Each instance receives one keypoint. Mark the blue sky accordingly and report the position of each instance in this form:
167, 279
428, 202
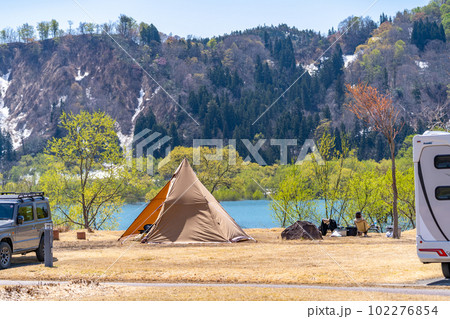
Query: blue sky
201, 18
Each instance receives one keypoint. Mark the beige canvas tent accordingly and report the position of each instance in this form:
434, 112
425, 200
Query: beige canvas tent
184, 211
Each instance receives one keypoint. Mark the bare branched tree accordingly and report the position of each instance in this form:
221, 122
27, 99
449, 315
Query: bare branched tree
378, 111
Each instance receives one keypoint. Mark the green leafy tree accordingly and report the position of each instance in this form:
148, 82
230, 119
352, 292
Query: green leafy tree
330, 174
86, 179
294, 200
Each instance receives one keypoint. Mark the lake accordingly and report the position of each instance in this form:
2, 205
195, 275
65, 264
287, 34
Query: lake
247, 213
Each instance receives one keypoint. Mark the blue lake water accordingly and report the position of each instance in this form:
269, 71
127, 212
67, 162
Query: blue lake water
247, 213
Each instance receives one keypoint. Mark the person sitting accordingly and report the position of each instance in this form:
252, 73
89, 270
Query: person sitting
361, 224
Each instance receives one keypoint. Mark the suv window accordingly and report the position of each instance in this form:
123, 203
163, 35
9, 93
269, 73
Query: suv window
442, 161
42, 210
6, 211
26, 212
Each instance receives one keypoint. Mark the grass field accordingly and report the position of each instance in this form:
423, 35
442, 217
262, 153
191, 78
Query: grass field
346, 261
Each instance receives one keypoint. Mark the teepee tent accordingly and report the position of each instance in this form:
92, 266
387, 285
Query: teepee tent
184, 211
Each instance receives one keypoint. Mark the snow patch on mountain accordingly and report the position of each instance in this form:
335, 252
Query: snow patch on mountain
311, 68
422, 64
80, 77
348, 59
140, 106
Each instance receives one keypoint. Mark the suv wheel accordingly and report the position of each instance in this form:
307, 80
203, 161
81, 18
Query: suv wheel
40, 251
5, 255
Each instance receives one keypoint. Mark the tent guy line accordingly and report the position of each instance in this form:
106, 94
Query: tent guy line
132, 244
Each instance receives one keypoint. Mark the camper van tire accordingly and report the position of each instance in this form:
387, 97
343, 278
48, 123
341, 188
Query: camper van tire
446, 269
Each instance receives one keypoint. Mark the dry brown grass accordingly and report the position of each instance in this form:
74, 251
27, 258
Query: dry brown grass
333, 261
90, 292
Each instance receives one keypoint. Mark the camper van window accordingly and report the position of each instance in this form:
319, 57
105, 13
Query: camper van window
443, 193
442, 161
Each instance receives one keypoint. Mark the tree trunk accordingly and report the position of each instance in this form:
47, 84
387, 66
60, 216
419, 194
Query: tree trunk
394, 190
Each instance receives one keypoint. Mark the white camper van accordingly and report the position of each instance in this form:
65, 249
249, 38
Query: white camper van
431, 156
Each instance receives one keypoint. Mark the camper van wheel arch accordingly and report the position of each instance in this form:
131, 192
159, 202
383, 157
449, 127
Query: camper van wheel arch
446, 270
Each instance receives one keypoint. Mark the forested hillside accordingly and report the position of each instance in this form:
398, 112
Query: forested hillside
225, 83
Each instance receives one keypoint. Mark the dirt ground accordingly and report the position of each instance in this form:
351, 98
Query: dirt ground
346, 261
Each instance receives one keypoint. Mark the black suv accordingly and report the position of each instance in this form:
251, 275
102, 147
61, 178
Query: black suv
22, 220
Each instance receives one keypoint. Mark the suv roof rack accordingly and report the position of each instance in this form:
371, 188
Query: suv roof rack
22, 196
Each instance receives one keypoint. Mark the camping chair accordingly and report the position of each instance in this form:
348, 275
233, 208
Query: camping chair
362, 226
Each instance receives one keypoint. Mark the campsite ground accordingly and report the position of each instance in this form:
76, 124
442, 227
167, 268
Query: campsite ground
346, 261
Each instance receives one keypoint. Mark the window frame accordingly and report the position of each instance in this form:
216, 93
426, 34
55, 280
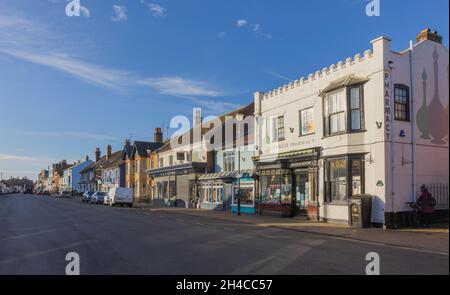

+===+

__What you have to do__:
Count the lines of the material above that contain the word "ground", and state only that number.

__Problem solution__:
4